-- FRAGMENTO CITADO --
- - -

Esas claves esenciales de la obra de Fernández Fe se ponen de manifiesto en su publicación más reciente: Hotel Singapur (Audere Libros, Miami, 2020, 433 páginas), hasta la fecha la más extensa de sus novelas. Viene avalada por Abilio Estévez, quien en el texto que se reproduce en la contraportada expresa que de ella “quizá pueda decirse que, entre otras cosas, es un libro de viaje y un juego donde las posibilidades deben ser sobrepasadas. También sería una batalla entre lo falso de la Historia y la verdad mentirosa de la pequeña historia (…) Pero, por encima de cualquier consideración extraliteraria, la gran victoria de este libro es justo poner en cuestión todos los límites, incluso los del género novelesco”.

Hotel Singapur posee algunos puntos comunes con la novela cronológicamente anterior de su autor. Como esta, es una obra que no cuenta con un centro fijo, al menos como tradicionalmente se concibe. Al igual que Luis Mota, el ornitólogo aficionado de El último día del estornino, su narrador tiene una mente no menos creadora e imaginativa. Y por sus páginas desfila un singular, variado y nutrido muestrario de personajes. En ese aspecto, a Hotel Singapur, se le pueden aplicar unas palabras que Benito Galindo escribió sobre El último día del estornino: el lector “no puede más que dejarse llevar por un torrente de personajes que debe articular en ese espacio narrativo tan particular”.

Quien narra Hotel Singapur es Genaro, un hombre cuarentón cuya esposa emigró junto con su hija, y que ahora espera para reunirse con ellas. Pero tras tres años haciéndose ilusiones y preparando mentalmente las maletas, el lento avance del papeleo le ha hecho perder el sueño. Vive con su padre, que está enfermo en una silla de ruedas y es cuidado por una mujer. Tiene un hermano con el cual no se lleva bien y que piensa que desde que él nació no ha hecho nada productivo. Genaro trabaja como ayudante de contable, y al iniciarse la novela ha llegado a una empresa como parte del equipo del Ministerio de Economía y Finanzas. Su labor allí consiste, según Limbano, su jefe, en hacer “un exhaustivo análisis contable y un registro minucioso de los medios básicos”.

El inútil empeño de descubrir las historias de otros

Si se miraba de frente, el edificio que aloja la empresa tiene solo dos plantas. Pero como fue construido sobre un terreno accidentado, cuenta además con un subsuelo y, debajo de este, un sótano, al cual llamaban “el crematorio”. En él se encuentra el Departamento Económico, donde Genaro y su jefe pasaron treinta días, veinte de ellos laborables. Durante ese tiempo convivieron con sus seis empleados: Hilda, Orquídea, Modesto, Alberto, Victoria y Norma.

- - -

-- MATERIAL --
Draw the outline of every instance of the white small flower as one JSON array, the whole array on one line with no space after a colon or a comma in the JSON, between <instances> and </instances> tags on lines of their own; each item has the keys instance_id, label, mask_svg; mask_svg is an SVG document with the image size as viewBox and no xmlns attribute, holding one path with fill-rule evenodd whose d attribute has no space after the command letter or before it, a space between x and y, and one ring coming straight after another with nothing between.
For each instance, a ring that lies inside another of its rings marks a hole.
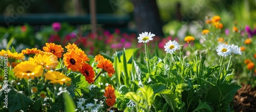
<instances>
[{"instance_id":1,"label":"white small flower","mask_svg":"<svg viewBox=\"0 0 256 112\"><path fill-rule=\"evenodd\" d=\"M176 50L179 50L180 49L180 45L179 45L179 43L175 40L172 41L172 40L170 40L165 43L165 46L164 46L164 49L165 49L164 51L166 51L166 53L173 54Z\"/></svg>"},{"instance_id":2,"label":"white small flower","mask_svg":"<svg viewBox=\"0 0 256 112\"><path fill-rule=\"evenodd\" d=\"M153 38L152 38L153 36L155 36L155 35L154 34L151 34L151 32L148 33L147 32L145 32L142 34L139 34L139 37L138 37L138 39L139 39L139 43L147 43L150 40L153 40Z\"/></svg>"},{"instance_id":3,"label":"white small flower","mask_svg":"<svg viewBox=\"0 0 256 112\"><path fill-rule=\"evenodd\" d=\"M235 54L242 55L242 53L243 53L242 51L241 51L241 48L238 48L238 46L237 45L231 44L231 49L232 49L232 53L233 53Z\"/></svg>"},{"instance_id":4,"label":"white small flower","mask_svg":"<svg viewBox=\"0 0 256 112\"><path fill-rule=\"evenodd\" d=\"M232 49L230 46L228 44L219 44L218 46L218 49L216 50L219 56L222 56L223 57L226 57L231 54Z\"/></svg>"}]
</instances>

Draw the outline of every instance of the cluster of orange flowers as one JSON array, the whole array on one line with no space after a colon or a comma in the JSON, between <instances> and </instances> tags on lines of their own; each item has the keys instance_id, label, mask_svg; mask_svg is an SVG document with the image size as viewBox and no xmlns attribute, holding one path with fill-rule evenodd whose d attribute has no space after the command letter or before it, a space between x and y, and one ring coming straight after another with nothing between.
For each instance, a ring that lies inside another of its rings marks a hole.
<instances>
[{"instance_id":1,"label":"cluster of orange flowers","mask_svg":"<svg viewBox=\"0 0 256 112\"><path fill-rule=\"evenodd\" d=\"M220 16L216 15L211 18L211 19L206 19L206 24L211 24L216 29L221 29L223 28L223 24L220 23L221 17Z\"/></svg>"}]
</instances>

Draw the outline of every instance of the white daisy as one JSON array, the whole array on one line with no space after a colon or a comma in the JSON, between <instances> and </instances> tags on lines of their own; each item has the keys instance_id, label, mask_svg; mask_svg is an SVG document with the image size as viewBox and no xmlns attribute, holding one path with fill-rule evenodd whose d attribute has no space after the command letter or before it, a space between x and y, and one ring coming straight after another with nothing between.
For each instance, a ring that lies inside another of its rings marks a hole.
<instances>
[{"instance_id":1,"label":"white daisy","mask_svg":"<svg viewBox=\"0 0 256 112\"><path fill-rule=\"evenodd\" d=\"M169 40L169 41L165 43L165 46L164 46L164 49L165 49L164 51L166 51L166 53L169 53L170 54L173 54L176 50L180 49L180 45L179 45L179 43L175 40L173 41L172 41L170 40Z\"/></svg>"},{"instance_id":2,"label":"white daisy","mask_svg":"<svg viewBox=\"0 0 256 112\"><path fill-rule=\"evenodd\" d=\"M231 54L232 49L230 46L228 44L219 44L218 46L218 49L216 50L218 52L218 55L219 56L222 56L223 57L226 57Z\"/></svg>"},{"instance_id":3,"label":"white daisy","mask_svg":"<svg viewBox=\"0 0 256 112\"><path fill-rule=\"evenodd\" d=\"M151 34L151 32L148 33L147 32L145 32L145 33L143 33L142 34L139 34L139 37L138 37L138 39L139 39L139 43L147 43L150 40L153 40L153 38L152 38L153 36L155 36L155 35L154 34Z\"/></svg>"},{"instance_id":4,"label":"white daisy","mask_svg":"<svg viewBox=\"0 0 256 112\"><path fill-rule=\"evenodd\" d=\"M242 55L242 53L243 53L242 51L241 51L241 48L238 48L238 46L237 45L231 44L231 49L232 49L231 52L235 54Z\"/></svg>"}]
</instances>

- - -

-- PLANTEAMIENTO --
Continúa el texto sobre la novela Hotel Singapur a partir de la oración que nombra a los seis empleados del Departamento Económico.

-- RESULTADO DEL EJERCICIO --
A Genaro, toda su vida le ha gustado la claridad de la mente, y piensa que lo peor que podría ocurrirle es perder la lucidez, dejar de captar hasta el detalle más ínfimo de lo que le rodea. No le gusta perder el tiempo, y eso es lo que le espera en su trabajo en un escenario tan poco halagüeño para el hombre que él era y sigue siendo. Así que como es “un tipo obstinado en el inútil empeño de descubrir las historias de otros”, decide dedicarse a lo único provechoso que podía sacar de “el crematorio”: “la trama de sus historias de oficina con las que apenas podía hacer nada, más allá de indagar, indagar y repetirme lo mismo cada día”.

Saber sobre los otros es para Genaro una necesidad, aunque también reconoce que definitivamente no le agradan las personas. Su indiferencia por estas contrasta con el vivo interés que le despiertan las historias más ocultas. Durante su estancia en “el crematorio” acumuló y recreó la mayor cantidad de información que le fue posible. Y hasta el último día se preocupó de que, cuando le llegase el momento de volver a la rutina del ministerio, no le quedase ningún hilo suelto.

De entre los relatos que recopiló allí, me referiré brevemente a unos pocos. Uno de ellos se refiere a El Grimy, el padre de Norma. Es nieto de rusos, aunque nació en un pueblito al norte de San Francisco. Había trabajado de utilero durante el rodaje de Los pájaros, de Alfred Hitchcock. Era surfista y en 1963 llegó a Cuba, según algunos porque había violado a una jovencita. Al cabo de un tiempo, la Seguridad del Estado lo tuvo detenido por varios días en la vieja casa de Los Maristas. Le resultaba muy confuso ese americano medio atolondrado, de origen ruso, que circulaba en un Nash Rambler con un uniforme de miliciano que le dejó un amigo, y “que tenía relaciones con ciertos combatientes del Directorio, jovencitos lampiños que nunca habían subido a las montañas a tirar un tiro o que no se habían aliado a los verdaderos triunfadores”.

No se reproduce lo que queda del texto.